**WHAT THE EXERCISE ASKS**
Extract the text of each entry below exactly, leaving every image behind.
.....
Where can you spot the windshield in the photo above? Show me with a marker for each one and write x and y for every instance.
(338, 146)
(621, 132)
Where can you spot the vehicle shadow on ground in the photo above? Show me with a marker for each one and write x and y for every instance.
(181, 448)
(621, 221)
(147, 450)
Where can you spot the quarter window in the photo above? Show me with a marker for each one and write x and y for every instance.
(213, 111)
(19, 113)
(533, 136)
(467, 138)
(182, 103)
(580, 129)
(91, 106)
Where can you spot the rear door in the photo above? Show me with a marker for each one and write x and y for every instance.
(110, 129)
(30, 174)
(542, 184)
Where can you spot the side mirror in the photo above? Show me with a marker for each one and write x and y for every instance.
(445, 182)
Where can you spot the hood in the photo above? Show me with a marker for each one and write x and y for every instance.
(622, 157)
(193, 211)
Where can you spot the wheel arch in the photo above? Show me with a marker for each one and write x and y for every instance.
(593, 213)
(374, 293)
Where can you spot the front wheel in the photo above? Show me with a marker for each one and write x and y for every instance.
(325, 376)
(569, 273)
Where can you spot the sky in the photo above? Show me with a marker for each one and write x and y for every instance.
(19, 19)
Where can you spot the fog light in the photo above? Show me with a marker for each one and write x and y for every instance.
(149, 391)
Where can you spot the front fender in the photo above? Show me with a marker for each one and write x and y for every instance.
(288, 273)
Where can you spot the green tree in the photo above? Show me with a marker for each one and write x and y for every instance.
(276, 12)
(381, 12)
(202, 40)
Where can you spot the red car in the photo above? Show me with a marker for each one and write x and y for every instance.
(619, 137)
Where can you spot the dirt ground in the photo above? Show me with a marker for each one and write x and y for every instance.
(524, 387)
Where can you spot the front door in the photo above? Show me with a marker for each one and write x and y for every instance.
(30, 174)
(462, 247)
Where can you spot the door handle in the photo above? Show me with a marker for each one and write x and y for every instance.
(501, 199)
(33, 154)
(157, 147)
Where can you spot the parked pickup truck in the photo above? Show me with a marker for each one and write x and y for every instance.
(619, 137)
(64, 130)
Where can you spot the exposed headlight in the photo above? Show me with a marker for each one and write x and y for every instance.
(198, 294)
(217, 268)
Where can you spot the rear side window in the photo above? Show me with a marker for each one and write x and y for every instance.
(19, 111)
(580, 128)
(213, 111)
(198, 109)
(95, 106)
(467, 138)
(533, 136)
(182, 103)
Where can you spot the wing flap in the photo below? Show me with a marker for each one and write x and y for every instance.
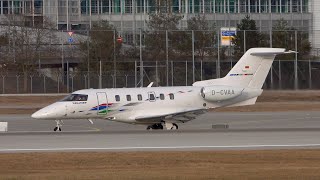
(182, 116)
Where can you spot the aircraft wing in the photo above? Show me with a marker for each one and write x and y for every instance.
(182, 116)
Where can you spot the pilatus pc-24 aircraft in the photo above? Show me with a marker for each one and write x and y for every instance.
(165, 107)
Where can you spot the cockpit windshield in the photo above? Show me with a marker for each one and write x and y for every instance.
(76, 97)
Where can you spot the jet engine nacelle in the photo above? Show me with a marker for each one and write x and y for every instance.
(220, 93)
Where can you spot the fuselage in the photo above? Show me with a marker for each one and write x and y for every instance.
(123, 104)
(128, 104)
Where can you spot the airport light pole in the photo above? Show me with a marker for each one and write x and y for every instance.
(296, 61)
(141, 63)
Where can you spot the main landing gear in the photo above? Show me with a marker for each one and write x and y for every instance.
(168, 126)
(58, 126)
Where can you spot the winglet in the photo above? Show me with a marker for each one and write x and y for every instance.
(150, 85)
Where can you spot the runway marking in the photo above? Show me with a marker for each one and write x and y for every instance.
(163, 147)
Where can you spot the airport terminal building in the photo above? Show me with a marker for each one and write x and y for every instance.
(130, 15)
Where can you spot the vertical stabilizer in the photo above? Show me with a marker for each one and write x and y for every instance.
(250, 71)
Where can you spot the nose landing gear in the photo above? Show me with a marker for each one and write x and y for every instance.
(58, 126)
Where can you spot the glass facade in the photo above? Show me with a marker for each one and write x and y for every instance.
(151, 6)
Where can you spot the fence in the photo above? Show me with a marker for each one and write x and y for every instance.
(181, 74)
(63, 61)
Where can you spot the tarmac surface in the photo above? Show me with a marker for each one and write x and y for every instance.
(211, 131)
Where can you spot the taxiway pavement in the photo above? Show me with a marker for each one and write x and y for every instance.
(263, 130)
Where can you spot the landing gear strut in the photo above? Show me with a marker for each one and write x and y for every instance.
(168, 126)
(155, 126)
(58, 126)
.....
**FULL SOLUTION**
Where can you spot the windshield in the photo above? Show me with a marker for each one and write x and y for every instance.
(338, 146)
(621, 132)
Where can you spot the vehicle shadow on ground in the photo above? Show me with a marker for each one and write x and y for every instance.
(181, 448)
(621, 221)
(147, 450)
Where can you spot the quarter window in the photo above? Show me with a marker for each one and write x and y for every instance.
(213, 111)
(19, 113)
(533, 136)
(467, 138)
(182, 103)
(580, 129)
(91, 106)
Where can you spot the rear door in the photo above? Show me with a marker for each one and write x and y for every instance.
(110, 129)
(30, 174)
(542, 184)
Where can you spot the side mirror in the photo above? Show me with a marker for each one and write x and y for every instance.
(445, 182)
Where can you spot the hood in the photo above? Show me with a marker for each one and write x and y for every instance.
(622, 157)
(193, 211)
Where can you spot the wheel arch in the photo above? Show me with a marker for each one and write x and y for every instance.
(593, 213)
(374, 293)
Where can you spot the front wheel in the photo above? Show me with a marker for each one and write x and y for every instance.
(325, 376)
(569, 273)
Where can you spot the sky in the photo above? Show me with a marker for each one and write x and y for every instance.
(19, 19)
Where can you spot the fog light in the photo above? Show me with a marker for each one and write x and y for every instance.
(149, 391)
Where can you spot the front fender in the photo above? Show me with a marker for each one and write x and y for every instance.
(288, 273)
Where can you spot the green tree in the photo above? Show me with a marker for each one and write x and y for every instance.
(276, 12)
(381, 12)
(202, 40)
Where can you spot the red car in the photo above? Show me with a marker for each one and write x and y for every instance.
(619, 137)
Where can you spot the dirt ground in the photo above? Show me with a marker for each one and write x and y for every instance.
(524, 387)
Where can you spot the front door in the photo above? Show me with a marker for each one and write x and y for every instance.
(30, 174)
(462, 247)
Where can you spot the door handle in the photo above? Show me with a marker for each one and write x and y for every instance.
(501, 199)
(33, 154)
(157, 147)
Where can you spot the parked pickup truck in the photo above? Show me with a marker for each one and write x and y for every instance.
(619, 137)
(64, 130)
Where can you spot the exposed headlight in the photo above? Show me with a marker for each one and write x and y for every instance.
(198, 294)
(217, 268)
Where can you spot the rear side window in the photo above? Show me with a marker for each one and write x and y for every instance.
(19, 111)
(580, 128)
(213, 111)
(198, 109)
(95, 106)
(467, 138)
(533, 136)
(182, 103)
Where can you spot the wing flap in the photo below? Show me with a marker for each one and write x and y for every instance.
(182, 116)
Where can you spot the aircraft wing in the photo above? Show me with a marker for each one and write x and y for every instance.
(182, 116)
Where can you spot the pilatus pc-24 aircraft in the photo above? Show me with a marker for each one and write x and y for every instance.
(165, 107)
Where can you spot the cockpit windshield in the photo above? Show me with a marker for each one and write x and y for every instance.
(76, 97)
Where can you spot the jet engine nacelle in the photo above? Show me with a marker for each one and write x and y for every instance.
(220, 93)
Where can you spot the fuselage in the photo above? Show me with a marker for each one and write x and y for every instance.
(123, 104)
(128, 104)
Where can you spot the airport light pole in the photo above? Show me with a marker for each one and write x and y for every instance.
(296, 61)
(141, 63)
Where can you spot the main landing gear in the photo above? Show me with a marker for each one and write x and y for every instance.
(168, 126)
(58, 126)
Where can you spot the winglet in the photo above? Show me with a marker for each one and write x and y for every instance.
(150, 85)
Where can you spot the runway marking in the photo above? Show me with a marker for each one and write x and y for every instance.
(163, 147)
Where can you spot the airport terminal building in the photo above? Show me with a marker for each one and write x and y for every instance.
(130, 15)
Where can you spot the vertical stabilizer in the photo above? Show me with a marker for each one and write x and y for every instance.
(250, 71)
Where can you spot the nose landing gear in the photo above? Show me with a marker for each one and write x and y for every instance.
(58, 126)
Where can you spot the glass facade in the photo above? Show me with a marker for each one and write x and y for every instance.
(151, 6)
Where can you spot the fence in the photo above? Show me with a marker for each one and write x and y for every instance.
(181, 74)
(63, 61)
Where can you spot the tarmac surface in the photo above? Show me with a marker for each one and write x and y for every instance.
(211, 131)
Where can you spot the taxiway pavement in the photo above? Show me with a marker for each one and write x and y for every instance.
(263, 130)
Where can you spot the landing gear strut in the photo above? Show me with a marker for each one and write x and y for every instance.
(168, 126)
(155, 126)
(58, 126)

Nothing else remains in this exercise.